- DOCUMENT EXTRACT:
▼

Published on

July 1, 2026

11 min read

Do AI-Coded Apps Need a Penetration Test? What Copilot and Cursor Output Actually Breaks

Yes: code from Copilot, Cursor, and other AI assistants needs penetration testing. Why LLMs reliably emit broken authorization, business-logic gaps, and hardcoded secrets, plus the pentest coverage and PR-gating workflow that catches it.

Utku Yildirim

Senior Penetration Tester

Web App SecurityLLM Security

Summarize with AI

TL;DR

Yes, code written by AI assistants like GitHub Copilot and Cursor needs a penetration test. The reason is structural, not incidental: large language models predict the next plausible token, and secure authorization, business-logic invariants, and secret handling are exactly the properties that do not live in the local text of a function. They live in the whole application's rules, so a next-token predictor cannot reliably reproduce them. Veracode's 2025 GenAI Code Security Report found 45% of AI-generated code samples introduced an OWASP Top 10 vulnerability. The fix is not "review harder." It is adversarial testing of the running app for broken authorization, IDOR, and business-logic abuse, plus a source-code review and a PR-gating check so vulnerable AI output cannot merge in the first place.

▲

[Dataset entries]
▼

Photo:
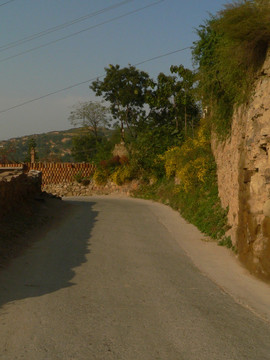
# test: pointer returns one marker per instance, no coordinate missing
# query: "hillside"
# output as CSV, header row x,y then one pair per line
x,y
51,146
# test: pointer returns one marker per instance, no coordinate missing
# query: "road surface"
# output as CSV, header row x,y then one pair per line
x,y
109,281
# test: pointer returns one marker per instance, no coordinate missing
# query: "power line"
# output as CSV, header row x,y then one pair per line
x,y
81,31
87,81
60,27
7,2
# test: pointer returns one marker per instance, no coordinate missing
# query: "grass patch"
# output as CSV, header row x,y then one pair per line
x,y
200,207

▲

- EXERCISE A: According to the article on penetration testing of AI-coded apps, what share of AI-generated code samples introduced an OWASP Top 10 vulnerability in Veracode's 2025 GenAI Code Security Report?
- EXERCISE B: Summarize the article on penetration testing of AI-coded apps in two sentences.
The records above are separate material, unrelated to the article.

- WRITTEN REPLY A: 45% of the samples introduced an OWASP Top 10 vulnerability.

- WRITTEN REPLY B: Code written by AI assistants such as GitHub Copilot and Cursor needs a penetration test because large language models predict the next plausible token, while secure authorization, business-logic invariants, and secret handling depend on the whole application's rules. The fix is adversarial testing of the running app for broken authorization, IDOR, and business-logic abuse, along with a source-code review and a PR-gating check that keeps vulnerable AI output from merging.